A little under one month after its acquisition of Instagram, Facebook has acquired Highlight competitor and ambient location app Glancee .
The social network has already shut down the developer’s passive location app and all three co-founders, Glancee’s only full-time employees, will join Facebook, which now owns its technology. Eric Eldon described Glancee as, “A nice-guy ambient social location app for normal people,” so its ideas and founders should fit in well building for Facebook’s mainstream user base.
Facebook said in a statement “We are thrilled to confirm that Facebook has acquired Glancee. The acquisition closed today. We can’t wait for co-founders Andrea, Alberto and Gabriel to join the Facebook team to work on products that help people discover new places and share them with friends.”
We started Glancee in 2010 with the goal of bringing together the best of your physical and digital worlds. We wanted to make it easy to discover the hidden connections around you, and to meet interesting people. Since then Glancee has connected thousands of people, empowering serendipity and pioneering social discovery.

- Record set
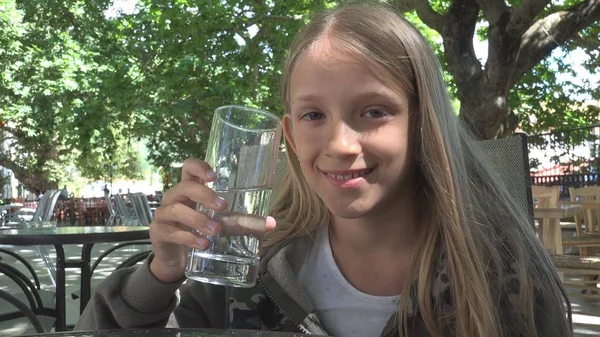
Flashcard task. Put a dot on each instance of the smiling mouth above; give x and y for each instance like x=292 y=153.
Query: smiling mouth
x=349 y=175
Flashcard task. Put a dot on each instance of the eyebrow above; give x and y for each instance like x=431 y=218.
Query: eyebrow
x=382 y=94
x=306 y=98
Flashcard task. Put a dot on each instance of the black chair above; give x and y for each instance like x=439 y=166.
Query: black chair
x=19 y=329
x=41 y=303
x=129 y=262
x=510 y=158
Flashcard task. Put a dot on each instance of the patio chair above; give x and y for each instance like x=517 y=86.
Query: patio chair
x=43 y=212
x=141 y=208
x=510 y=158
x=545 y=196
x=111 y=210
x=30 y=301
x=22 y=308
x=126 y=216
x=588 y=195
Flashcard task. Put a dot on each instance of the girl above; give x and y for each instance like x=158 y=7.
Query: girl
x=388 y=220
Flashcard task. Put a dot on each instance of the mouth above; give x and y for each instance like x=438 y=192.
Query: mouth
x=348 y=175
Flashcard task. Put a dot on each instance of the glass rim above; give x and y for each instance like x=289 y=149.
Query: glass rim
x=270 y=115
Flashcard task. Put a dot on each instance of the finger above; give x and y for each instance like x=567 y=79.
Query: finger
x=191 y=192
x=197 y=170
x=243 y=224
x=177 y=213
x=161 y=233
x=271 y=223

- Required tasks
A. Output the passage of the article on Facebook's acquisition of Glancee, from "We started Glancee" up to and including "pioneering social discovery.".
B. Answer these questions using the article on Facebook's acquisition of Glancee:
(i) Which app is Glancee named as a competitor of?
(ii) What are the first names of Glancee's co-founders?
(iii) In what year was Glancee started?
C. Carry the article on Facebook's acquisition of Glancee forward, beginning after its final sentence.

- Task-by-task results
A.
We started Glancee in 2010 with the goal of bringing together the best of your physical and digital worlds. We wanted to make it easy to discover the hidden connections around you, and to meet interesting people. Since then Glancee has connected thousands of people, empowering serendipity and pioneering social discovery.

B.
(i) Highlight
(ii) Andrea, Alberto and Gabriel
(iii) 2010

C.
We are therefore very excited to announce that Facebook has acquired Glancee and that we have joined the team in Menlo Park to build great products for over 900 million Facebook users. We’ve had such a blast connecting people through Glancee, and we truly thank our users for being a part of the Glancee community.
Like competitor app Highlight, Glancee went beyond the checkin and attempted to help users discover other users around them with similar interests.
The instant armchair analysis is that the company couldn’t buy Highlight so they got the next best thing in the ambient location space to compete early. According to AppData, Highlight is probably 3 times larger than Glancee. On AppData, Highlight has 9K daily active users tied to Facebook (which in this case means that about 9,000 users join Highlight per day since the app only touches the Facebook platform during the sign-up process). Glancee has 3K daily active users. Moral of the story: Don’t let an Instagram grow under your nose again.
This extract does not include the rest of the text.